Given problem
Display every line of the data below that contains the word "wooden", reproducing each such line in full.

== Records supplied ==

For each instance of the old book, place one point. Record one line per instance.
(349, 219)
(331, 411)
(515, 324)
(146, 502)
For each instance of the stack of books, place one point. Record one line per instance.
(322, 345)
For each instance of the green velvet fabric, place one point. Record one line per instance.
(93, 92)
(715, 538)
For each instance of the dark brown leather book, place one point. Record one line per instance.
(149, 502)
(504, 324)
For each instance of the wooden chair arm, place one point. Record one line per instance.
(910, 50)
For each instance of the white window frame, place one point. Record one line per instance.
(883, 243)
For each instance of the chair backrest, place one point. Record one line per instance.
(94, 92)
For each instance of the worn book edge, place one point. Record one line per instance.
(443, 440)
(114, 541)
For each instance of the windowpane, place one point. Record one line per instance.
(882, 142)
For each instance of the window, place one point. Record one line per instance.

===
== Records supplied ==

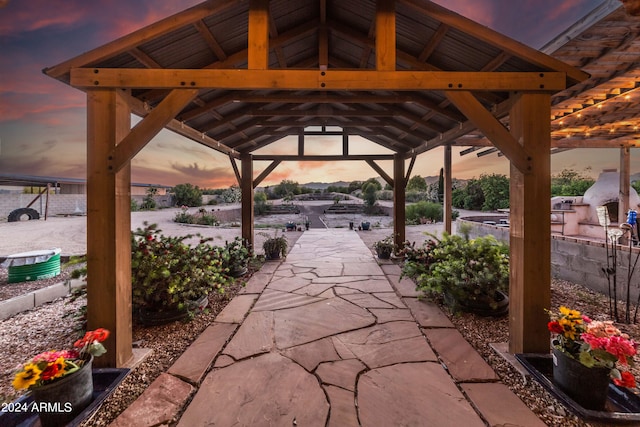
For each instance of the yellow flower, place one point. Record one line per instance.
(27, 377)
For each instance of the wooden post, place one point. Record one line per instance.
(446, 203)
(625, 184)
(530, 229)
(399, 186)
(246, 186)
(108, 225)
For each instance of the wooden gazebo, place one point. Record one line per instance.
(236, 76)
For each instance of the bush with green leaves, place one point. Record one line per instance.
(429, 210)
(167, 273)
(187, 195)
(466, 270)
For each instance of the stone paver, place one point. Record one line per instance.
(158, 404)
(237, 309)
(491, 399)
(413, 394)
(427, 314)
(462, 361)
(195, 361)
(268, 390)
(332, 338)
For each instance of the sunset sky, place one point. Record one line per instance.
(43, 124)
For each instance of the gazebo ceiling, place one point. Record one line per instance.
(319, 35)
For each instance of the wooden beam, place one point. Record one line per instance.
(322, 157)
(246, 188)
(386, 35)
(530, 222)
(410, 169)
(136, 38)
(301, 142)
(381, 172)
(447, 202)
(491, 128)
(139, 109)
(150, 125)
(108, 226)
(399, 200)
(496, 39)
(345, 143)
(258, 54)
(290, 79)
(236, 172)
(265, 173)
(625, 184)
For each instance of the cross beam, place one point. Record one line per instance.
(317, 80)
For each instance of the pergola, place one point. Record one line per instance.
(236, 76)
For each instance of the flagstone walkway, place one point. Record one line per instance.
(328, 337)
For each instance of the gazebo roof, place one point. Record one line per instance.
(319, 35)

===

Solution to the exercise
For each instance of the wooden chair arm, place one point. Record one line per instance.
For each instance of the wooden post, place one point. Record one line per instance.
For each instance of the wooden gazebo, place one point. Record one line per instance.
For each instance of the wooden beam, place one point. Record one line per instance.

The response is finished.